** REQUIRED ACTION **
This exercise calls for the listing to be set down exactly.

** GIVEN INFORMATION **
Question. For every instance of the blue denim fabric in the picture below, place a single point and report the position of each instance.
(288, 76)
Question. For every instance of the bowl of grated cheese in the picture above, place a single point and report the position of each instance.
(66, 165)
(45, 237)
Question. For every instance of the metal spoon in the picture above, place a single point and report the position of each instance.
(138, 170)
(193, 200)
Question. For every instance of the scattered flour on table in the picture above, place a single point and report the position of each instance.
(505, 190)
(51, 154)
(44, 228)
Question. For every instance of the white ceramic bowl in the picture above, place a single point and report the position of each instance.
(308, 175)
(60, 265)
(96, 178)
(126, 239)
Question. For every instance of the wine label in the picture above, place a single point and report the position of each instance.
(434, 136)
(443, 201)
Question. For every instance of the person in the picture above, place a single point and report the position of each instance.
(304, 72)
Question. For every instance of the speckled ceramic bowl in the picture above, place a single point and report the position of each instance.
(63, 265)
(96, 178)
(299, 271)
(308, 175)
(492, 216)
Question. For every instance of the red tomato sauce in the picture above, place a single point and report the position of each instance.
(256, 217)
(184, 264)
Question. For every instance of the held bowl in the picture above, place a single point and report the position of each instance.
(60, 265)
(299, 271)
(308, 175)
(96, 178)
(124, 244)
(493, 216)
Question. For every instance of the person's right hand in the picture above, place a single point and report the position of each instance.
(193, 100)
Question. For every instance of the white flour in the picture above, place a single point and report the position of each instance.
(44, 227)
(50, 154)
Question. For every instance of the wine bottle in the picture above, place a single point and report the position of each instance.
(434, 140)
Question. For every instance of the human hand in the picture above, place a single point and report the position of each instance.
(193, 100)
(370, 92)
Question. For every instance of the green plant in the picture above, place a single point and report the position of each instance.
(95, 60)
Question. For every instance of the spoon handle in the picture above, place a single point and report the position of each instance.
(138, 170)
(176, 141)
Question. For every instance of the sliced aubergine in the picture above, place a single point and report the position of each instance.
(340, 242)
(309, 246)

** WRITTEN RESPONSE **
Question. For every instance of the blue denim fabric in the picture below, place a single point and report the position of each instance.
(288, 76)
Question. For every instance of the bowl of grated cheese in the picture above, place a single point and report the position of each instance.
(66, 165)
(45, 237)
Question. For every instance of the metal spoon in the picture above, place a single point and report the position of each instance.
(138, 170)
(193, 200)
Question. For every instance of the scattered flour on table in the picture above, place a single point and report the position of each instance.
(505, 190)
(51, 154)
(44, 228)
Question. For every instance of the white ceramic bowl in the picture above, place a single point and report the position of each instance.
(308, 175)
(60, 265)
(96, 178)
(126, 239)
Question. For every instance of the wine label in the picture above, place a single point and report the position of each instance.
(434, 136)
(443, 201)
Question. For every instance of the person in the picture above, place a single point and report the position of each instance.
(304, 72)
Question. For every instance of the speckled ceramic bowl in the picture above, place a single point and report the position of each instance.
(63, 265)
(96, 178)
(299, 271)
(308, 175)
(492, 216)
Question. For every instance of the red tomato sauce in the picture above, place a single point and report the position of each instance.
(256, 217)
(184, 264)
Question. For every instance of the held bowl in the picture above, place a single point and report the position of each instance.
(60, 265)
(299, 271)
(308, 175)
(96, 178)
(124, 244)
(493, 216)
Question. For every instance of the person's right hand in the picture above, place a single point and report the position of each instance.
(193, 100)
Question. For every instance of the white flour in the picture above, place a single point and report the position of each instance.
(44, 227)
(50, 154)
Question. For every instance of the wine bottle in the picture above, place a single point and report the position of each instance.
(434, 140)
Question. For every instance of the human hand in the picture above, place a single point and report the position of each instance.
(193, 100)
(370, 92)
Question. For every instance of the green plant in the picture above, place a single point and report the position of each instance.
(95, 60)
Question. For every instance of the spoon handle in the picture above, place a single point and report the position of each instance.
(138, 170)
(176, 141)
Question. For every instance of the sliced aubergine in the picture above, place a single point and report the position of each instance.
(340, 242)
(309, 246)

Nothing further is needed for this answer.